**DO THIS**
Write out every one of the items below word for word, leaving out the pictures.

**EXERCISE MATERIAL**
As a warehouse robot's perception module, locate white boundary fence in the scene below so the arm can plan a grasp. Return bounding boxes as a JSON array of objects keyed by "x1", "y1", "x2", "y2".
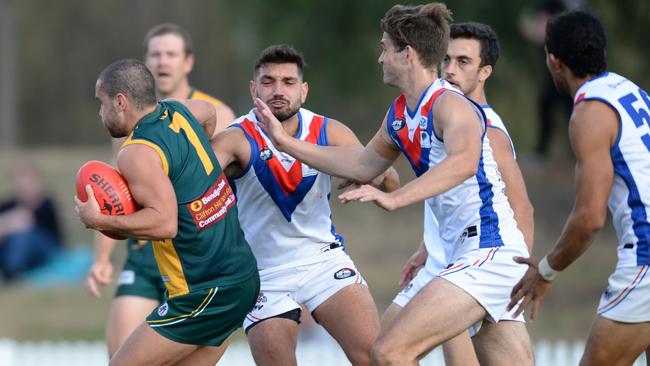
[{"x1": 0, "y1": 339, "x2": 646, "y2": 366}]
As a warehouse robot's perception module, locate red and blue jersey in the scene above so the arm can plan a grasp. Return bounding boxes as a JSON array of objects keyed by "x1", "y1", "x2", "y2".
[
  {"x1": 230, "y1": 109, "x2": 343, "y2": 270},
  {"x1": 574, "y1": 72, "x2": 650, "y2": 266},
  {"x1": 386, "y1": 79, "x2": 525, "y2": 263}
]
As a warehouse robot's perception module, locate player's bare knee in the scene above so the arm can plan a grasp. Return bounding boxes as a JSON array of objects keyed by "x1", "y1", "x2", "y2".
[{"x1": 370, "y1": 339, "x2": 407, "y2": 366}]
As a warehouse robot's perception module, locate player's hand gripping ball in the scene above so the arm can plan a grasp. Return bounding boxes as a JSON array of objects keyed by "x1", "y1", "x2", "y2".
[{"x1": 76, "y1": 160, "x2": 137, "y2": 240}]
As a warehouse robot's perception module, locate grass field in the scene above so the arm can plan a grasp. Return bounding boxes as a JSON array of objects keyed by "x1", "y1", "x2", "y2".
[{"x1": 0, "y1": 145, "x2": 616, "y2": 340}]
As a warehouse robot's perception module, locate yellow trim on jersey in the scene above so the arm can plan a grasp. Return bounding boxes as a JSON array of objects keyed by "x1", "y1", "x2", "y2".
[
  {"x1": 147, "y1": 288, "x2": 214, "y2": 323},
  {"x1": 190, "y1": 89, "x2": 224, "y2": 107},
  {"x1": 169, "y1": 112, "x2": 214, "y2": 175},
  {"x1": 153, "y1": 239, "x2": 190, "y2": 297},
  {"x1": 120, "y1": 137, "x2": 169, "y2": 175}
]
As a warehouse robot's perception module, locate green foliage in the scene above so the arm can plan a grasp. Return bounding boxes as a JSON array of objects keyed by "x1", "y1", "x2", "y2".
[{"x1": 10, "y1": 0, "x2": 650, "y2": 151}]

**EXERCISE RESULT**
As a warehouse robot's perception module, locate white boundary fence in the scene below so the arm can plan a grasp. Return bounding boxes as a JSON array of objects keyed by "x1", "y1", "x2", "y2".
[{"x1": 0, "y1": 339, "x2": 646, "y2": 366}]
As a warehouse robot's perception module, locate red and blue jersey in the scene above so the arm can plan a grasp. Return bounding boxes as a JSON array of objects keyed by "x1", "y1", "x2", "y2".
[
  {"x1": 230, "y1": 109, "x2": 343, "y2": 270},
  {"x1": 574, "y1": 72, "x2": 650, "y2": 266},
  {"x1": 386, "y1": 79, "x2": 525, "y2": 263}
]
As a warehouse robot's perception module, locate player's bare knee in the scene above so the arm can plan a grasp. Return bounding boxes as a JSON array of objects keyed by "x1", "y1", "x2", "y2".
[{"x1": 370, "y1": 339, "x2": 407, "y2": 366}]
As a warehouse robot's perception module, locate player's hand gripping ball in the scene above so the arm can plan a grasp. Return bounding boxes as a JSON array of objects keyed by "x1", "y1", "x2", "y2".
[{"x1": 76, "y1": 160, "x2": 137, "y2": 240}]
As a warehouse robot's perception module, locate grass field in the scene above so the arm can plan a grasp. Return bounding boxes as a JSON array of objects keyed by "x1", "y1", "x2", "y2".
[{"x1": 0, "y1": 145, "x2": 616, "y2": 340}]
As a warehouse robot's perception module, locate yellow trim on jersey in the scene above so the arm can plan a grasp. Return bounding boxes as a JSON array of objects keyed by "x1", "y1", "x2", "y2".
[
  {"x1": 147, "y1": 288, "x2": 214, "y2": 323},
  {"x1": 190, "y1": 89, "x2": 224, "y2": 107},
  {"x1": 169, "y1": 112, "x2": 214, "y2": 175},
  {"x1": 153, "y1": 239, "x2": 190, "y2": 297},
  {"x1": 120, "y1": 137, "x2": 169, "y2": 175}
]
As a warehouse robot's perception module, locate green foliage in the scene above so the arm can plan a grasp. Return bounding boxes as a JSON array of objects keyed by "x1", "y1", "x2", "y2".
[{"x1": 10, "y1": 0, "x2": 650, "y2": 151}]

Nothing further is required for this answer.